§ **Goal of the exercise**
Please count how many lines in the records below contain the string "grass", with case counting, and reply with only that number.

==*==

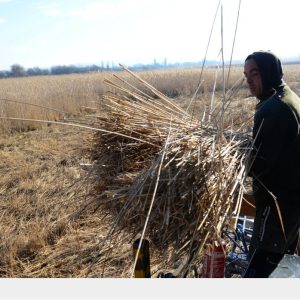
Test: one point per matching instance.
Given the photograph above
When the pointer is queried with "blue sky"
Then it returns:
(47, 33)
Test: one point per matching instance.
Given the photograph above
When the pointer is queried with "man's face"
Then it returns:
(253, 77)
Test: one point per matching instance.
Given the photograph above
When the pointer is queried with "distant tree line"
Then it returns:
(17, 70)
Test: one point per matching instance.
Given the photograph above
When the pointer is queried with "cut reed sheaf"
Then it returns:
(165, 175)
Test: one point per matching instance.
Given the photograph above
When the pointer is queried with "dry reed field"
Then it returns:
(147, 161)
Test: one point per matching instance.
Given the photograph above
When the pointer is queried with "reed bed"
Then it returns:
(164, 174)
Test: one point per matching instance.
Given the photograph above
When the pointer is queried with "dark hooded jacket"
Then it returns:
(275, 159)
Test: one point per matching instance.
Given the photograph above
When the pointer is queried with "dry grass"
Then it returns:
(54, 222)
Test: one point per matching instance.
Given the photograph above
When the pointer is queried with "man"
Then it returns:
(275, 164)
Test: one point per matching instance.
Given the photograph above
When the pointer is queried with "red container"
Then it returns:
(214, 262)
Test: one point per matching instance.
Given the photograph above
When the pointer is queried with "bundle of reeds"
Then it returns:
(165, 175)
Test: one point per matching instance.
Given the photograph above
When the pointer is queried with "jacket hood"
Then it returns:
(270, 69)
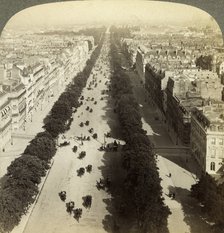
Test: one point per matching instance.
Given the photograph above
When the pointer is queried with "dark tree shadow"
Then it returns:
(193, 213)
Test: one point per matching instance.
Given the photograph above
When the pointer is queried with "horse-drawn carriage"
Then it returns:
(77, 213)
(74, 149)
(65, 143)
(91, 130)
(87, 201)
(62, 195)
(108, 135)
(82, 154)
(102, 184)
(70, 206)
(89, 168)
(81, 171)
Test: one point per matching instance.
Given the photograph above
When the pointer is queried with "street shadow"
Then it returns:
(184, 161)
(193, 213)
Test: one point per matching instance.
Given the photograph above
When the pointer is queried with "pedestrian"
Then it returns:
(173, 196)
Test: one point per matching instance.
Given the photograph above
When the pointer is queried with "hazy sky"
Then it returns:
(82, 12)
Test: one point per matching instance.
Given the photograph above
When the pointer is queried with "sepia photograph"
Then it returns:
(111, 118)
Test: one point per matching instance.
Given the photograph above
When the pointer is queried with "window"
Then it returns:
(212, 166)
(213, 153)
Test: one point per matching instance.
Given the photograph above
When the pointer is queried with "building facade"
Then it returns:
(207, 137)
(5, 120)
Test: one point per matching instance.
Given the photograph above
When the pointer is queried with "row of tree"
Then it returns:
(19, 186)
(142, 192)
(211, 196)
(204, 62)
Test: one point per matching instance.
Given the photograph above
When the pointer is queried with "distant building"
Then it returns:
(207, 136)
(17, 98)
(5, 119)
(187, 90)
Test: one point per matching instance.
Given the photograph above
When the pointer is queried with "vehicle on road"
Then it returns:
(65, 143)
(70, 206)
(81, 171)
(89, 168)
(62, 195)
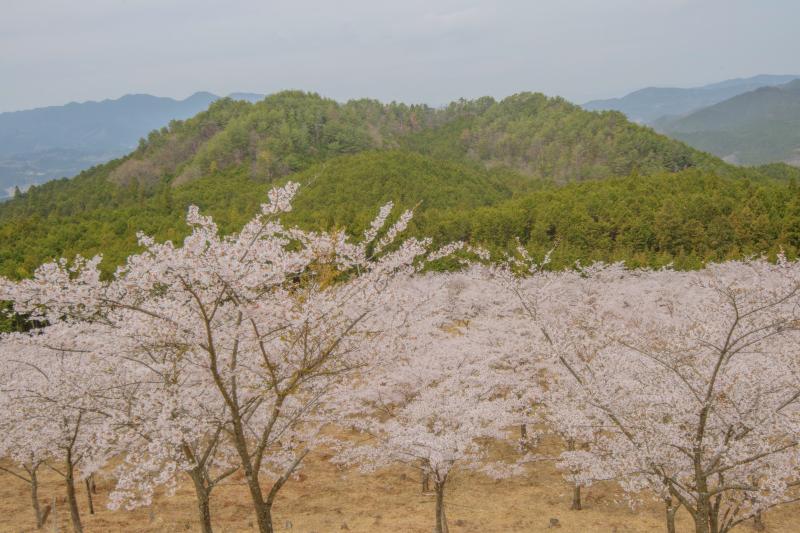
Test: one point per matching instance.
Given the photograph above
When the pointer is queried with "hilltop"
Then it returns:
(40, 144)
(756, 127)
(529, 168)
(649, 104)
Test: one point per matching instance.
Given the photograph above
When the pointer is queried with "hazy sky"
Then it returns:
(432, 51)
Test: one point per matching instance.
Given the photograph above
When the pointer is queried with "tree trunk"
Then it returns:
(758, 522)
(263, 511)
(670, 511)
(202, 493)
(37, 510)
(576, 498)
(441, 519)
(72, 500)
(89, 495)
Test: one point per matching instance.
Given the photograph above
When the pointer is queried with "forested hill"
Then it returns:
(752, 128)
(529, 167)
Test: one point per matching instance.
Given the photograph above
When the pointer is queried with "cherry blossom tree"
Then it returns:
(59, 393)
(275, 317)
(693, 379)
(435, 396)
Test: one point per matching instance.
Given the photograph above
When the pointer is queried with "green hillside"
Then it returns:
(526, 168)
(757, 127)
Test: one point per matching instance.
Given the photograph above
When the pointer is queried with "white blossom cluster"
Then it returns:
(232, 355)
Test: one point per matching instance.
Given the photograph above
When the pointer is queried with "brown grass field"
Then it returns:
(327, 499)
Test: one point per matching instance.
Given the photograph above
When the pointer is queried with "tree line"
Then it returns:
(233, 353)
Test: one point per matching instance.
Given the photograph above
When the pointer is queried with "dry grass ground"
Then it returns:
(326, 499)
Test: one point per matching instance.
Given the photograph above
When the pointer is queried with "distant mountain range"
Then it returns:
(41, 144)
(757, 127)
(652, 103)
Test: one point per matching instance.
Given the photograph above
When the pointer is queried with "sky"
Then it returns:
(416, 51)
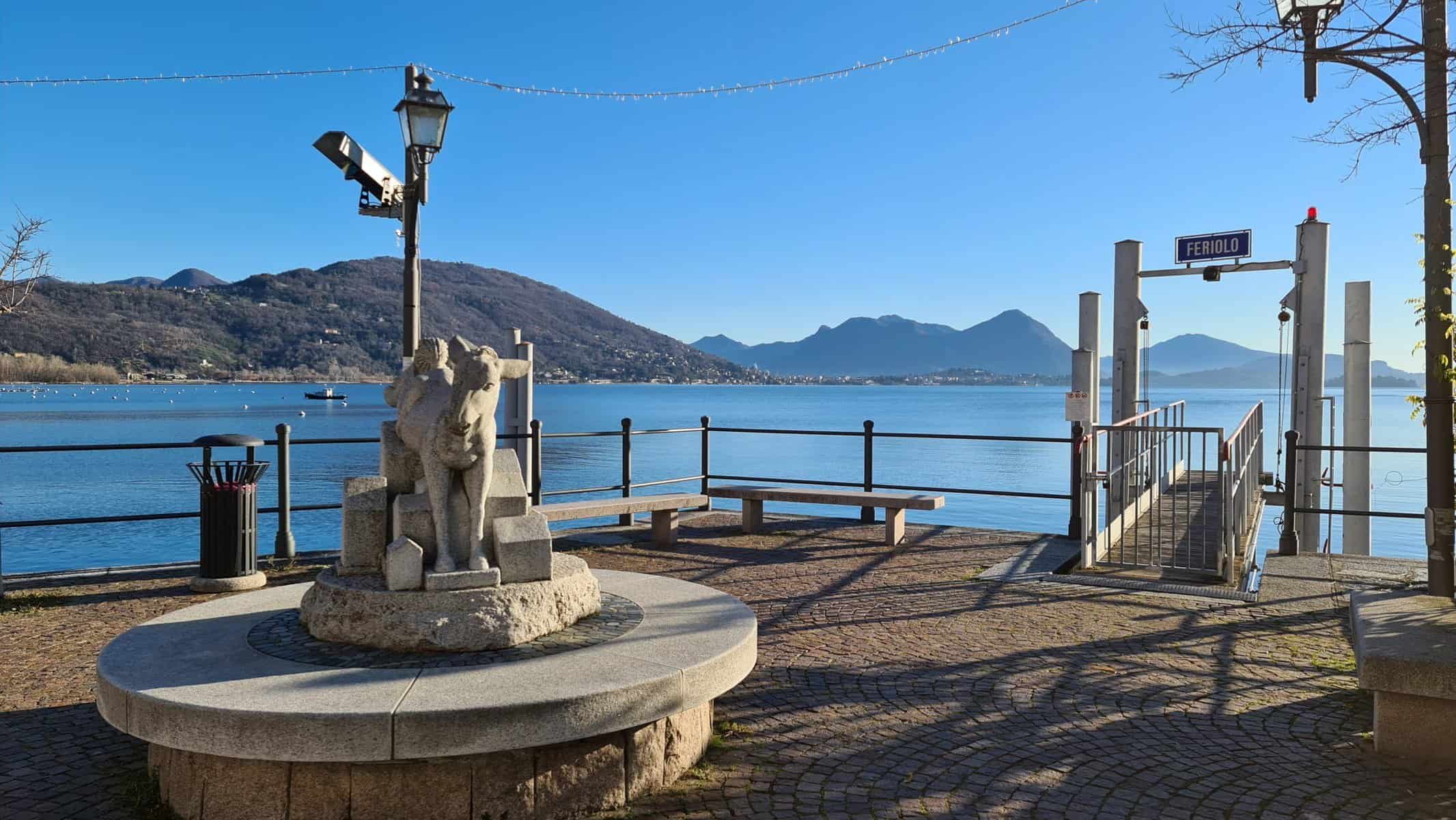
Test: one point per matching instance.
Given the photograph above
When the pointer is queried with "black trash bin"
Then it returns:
(227, 493)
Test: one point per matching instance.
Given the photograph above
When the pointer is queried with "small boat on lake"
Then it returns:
(325, 395)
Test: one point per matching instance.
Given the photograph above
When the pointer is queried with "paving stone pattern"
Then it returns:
(284, 637)
(893, 682)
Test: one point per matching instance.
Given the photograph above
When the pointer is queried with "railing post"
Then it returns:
(710, 503)
(536, 462)
(284, 545)
(1075, 520)
(626, 468)
(1289, 535)
(868, 513)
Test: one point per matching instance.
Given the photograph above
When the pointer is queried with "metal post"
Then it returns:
(520, 404)
(414, 194)
(710, 504)
(626, 468)
(536, 462)
(1075, 520)
(1312, 248)
(284, 545)
(1289, 535)
(1439, 458)
(1356, 494)
(868, 513)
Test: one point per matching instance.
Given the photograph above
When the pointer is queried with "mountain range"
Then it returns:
(1009, 342)
(341, 320)
(186, 277)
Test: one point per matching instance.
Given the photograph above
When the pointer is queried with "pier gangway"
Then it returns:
(1165, 500)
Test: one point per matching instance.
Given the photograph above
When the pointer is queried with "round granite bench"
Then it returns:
(248, 724)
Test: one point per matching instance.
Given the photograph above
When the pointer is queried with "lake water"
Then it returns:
(53, 485)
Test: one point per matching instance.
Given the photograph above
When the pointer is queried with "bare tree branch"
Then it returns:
(1385, 34)
(23, 267)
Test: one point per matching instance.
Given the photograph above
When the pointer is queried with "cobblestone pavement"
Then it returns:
(895, 683)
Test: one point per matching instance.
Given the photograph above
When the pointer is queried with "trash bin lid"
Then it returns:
(229, 440)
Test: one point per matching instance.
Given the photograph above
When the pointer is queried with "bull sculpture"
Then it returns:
(446, 404)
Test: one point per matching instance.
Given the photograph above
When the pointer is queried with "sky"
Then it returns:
(996, 175)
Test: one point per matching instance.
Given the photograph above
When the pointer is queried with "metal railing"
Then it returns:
(1289, 525)
(1164, 507)
(283, 443)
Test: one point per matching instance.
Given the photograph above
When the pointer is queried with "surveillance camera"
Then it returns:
(361, 167)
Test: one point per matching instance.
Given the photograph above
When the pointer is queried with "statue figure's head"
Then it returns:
(475, 391)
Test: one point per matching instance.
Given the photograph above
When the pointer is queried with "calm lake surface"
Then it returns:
(54, 485)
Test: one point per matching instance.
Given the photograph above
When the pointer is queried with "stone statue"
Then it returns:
(446, 407)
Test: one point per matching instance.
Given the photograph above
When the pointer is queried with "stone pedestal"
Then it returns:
(546, 782)
(361, 610)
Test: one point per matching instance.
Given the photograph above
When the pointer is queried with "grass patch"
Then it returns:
(29, 602)
(733, 730)
(702, 771)
(141, 793)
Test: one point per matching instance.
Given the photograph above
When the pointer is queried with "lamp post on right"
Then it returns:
(1309, 19)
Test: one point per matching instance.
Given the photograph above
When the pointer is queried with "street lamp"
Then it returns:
(1309, 18)
(423, 115)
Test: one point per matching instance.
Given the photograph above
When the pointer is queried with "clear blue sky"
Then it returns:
(947, 190)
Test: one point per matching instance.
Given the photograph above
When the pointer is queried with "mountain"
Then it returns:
(193, 277)
(139, 282)
(1263, 372)
(1009, 342)
(344, 319)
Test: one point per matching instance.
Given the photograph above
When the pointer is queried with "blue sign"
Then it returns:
(1209, 247)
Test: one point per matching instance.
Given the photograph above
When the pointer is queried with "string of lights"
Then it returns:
(703, 91)
(769, 85)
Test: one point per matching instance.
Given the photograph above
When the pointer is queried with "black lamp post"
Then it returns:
(423, 117)
(1311, 18)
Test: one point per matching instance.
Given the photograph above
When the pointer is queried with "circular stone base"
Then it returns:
(564, 780)
(200, 584)
(360, 610)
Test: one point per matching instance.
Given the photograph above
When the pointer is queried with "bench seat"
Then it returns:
(663, 507)
(895, 504)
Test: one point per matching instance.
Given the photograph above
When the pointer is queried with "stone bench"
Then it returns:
(663, 507)
(895, 504)
(1405, 648)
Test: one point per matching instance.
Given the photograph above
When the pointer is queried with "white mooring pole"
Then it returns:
(1356, 495)
(1128, 311)
(1312, 248)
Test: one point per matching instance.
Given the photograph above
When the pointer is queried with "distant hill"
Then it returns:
(344, 316)
(139, 282)
(193, 277)
(1009, 342)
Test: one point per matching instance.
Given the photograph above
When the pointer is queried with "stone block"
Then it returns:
(507, 495)
(580, 777)
(421, 791)
(688, 736)
(319, 791)
(404, 564)
(523, 548)
(645, 752)
(182, 782)
(411, 519)
(464, 580)
(504, 785)
(245, 790)
(398, 463)
(366, 525)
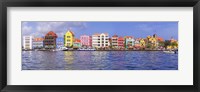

==*==

§ **Exercise answer**
4